[WORK TO BE COMPLETED]
Could you recast all of the material below as a JSON list of strings, with one string per line and blank lines left out? Leave the pictures out of the list.

[DATA LISTING]
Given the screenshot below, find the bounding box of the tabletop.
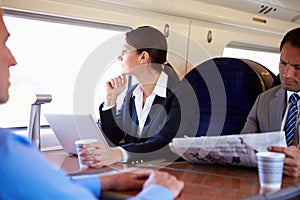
[44,151,300,200]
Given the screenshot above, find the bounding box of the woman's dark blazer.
[99,67,199,163]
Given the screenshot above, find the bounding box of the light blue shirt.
[0,129,172,200]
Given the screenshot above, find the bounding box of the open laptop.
[45,114,108,155]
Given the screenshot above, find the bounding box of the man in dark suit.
[242,28,300,177]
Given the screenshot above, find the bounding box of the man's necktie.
[284,93,299,146]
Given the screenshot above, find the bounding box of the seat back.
[183,57,274,136]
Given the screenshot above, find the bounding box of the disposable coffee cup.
[256,152,285,188]
[75,139,97,168]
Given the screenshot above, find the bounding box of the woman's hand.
[80,142,123,167]
[104,75,127,106]
[100,170,151,190]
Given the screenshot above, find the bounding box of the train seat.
[183,57,275,136]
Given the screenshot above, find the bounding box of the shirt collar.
[286,90,300,102]
[133,71,168,98]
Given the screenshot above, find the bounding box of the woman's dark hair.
[125,26,168,70]
[280,28,300,51]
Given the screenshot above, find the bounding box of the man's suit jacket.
[241,85,299,146]
[99,69,199,162]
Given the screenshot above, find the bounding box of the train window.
[223,47,280,75]
[0,12,129,127]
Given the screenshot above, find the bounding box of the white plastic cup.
[256,152,285,188]
[75,139,97,168]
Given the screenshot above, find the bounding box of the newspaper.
[169,131,286,167]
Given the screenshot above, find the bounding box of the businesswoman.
[81,26,198,167]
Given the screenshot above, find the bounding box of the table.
[44,151,300,200]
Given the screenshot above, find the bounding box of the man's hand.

[EXERCISE RESPONSE]
[
  "Given the screenshot below, find the bounding box of the tabletop.",
  "[44,151,300,200]",
  "Given the screenshot above, find the bounding box of the woman's dark blazer.",
  "[99,67,199,163]",
  "Given the screenshot above, find the bounding box of the light blue shirt.",
  "[0,129,172,200]",
  "Given the screenshot above, find the bounding box of the open laptop.",
  "[45,114,108,155]",
  "Given the screenshot above, find the bounding box of the man in dark suit.",
  "[242,28,300,177]",
  "Given the screenshot above, find the bounding box of the man's necktie.",
  "[284,93,299,146]",
  "Given the screenshot above, find the bounding box of the seat back.",
  "[183,57,274,136]",
  "Given the screenshot above, find the bounding box of the disposable coffee cup.",
  "[256,152,285,188]",
  "[75,139,97,168]",
  "Given the screenshot above, find the bounding box of the woman's hand.",
  "[80,142,123,167]",
  "[104,75,127,106]",
  "[100,170,151,190]",
  "Given the screenshot above, find the bounding box of the train seat.",
  "[183,57,275,136]",
  "Given the screenshot above, find the bounding box of the shirt collar.",
  "[286,90,300,102]",
  "[133,71,168,98]",
  "Given the screenshot above, find the bounding box of the woman's dark hair.",
  "[125,26,168,70]",
  "[280,28,300,51]",
  "Given the screenshot above, find the bounding box of the man's suit jacket.",
  "[241,85,299,146]",
  "[99,69,199,162]",
  "Given the screenshot above, find the bounding box of the train window.",
  "[223,47,280,75]",
  "[0,12,129,127]",
  "Given the screenshot above, find the bounding box of the white plastic cup.",
  "[256,152,285,188]",
  "[75,139,97,168]",
  "Given the screenshot above, find the bounding box of the newspaper.",
  "[169,131,286,167]",
  "Given the screenshot above, find the bounding box of the businesswoman.",
  "[81,26,198,167]",
  "Given the screenshot above, find the bounding box of the table.",
  "[44,151,300,200]",
  "Given the screenshot above, find the bounding box of the man's hand."
]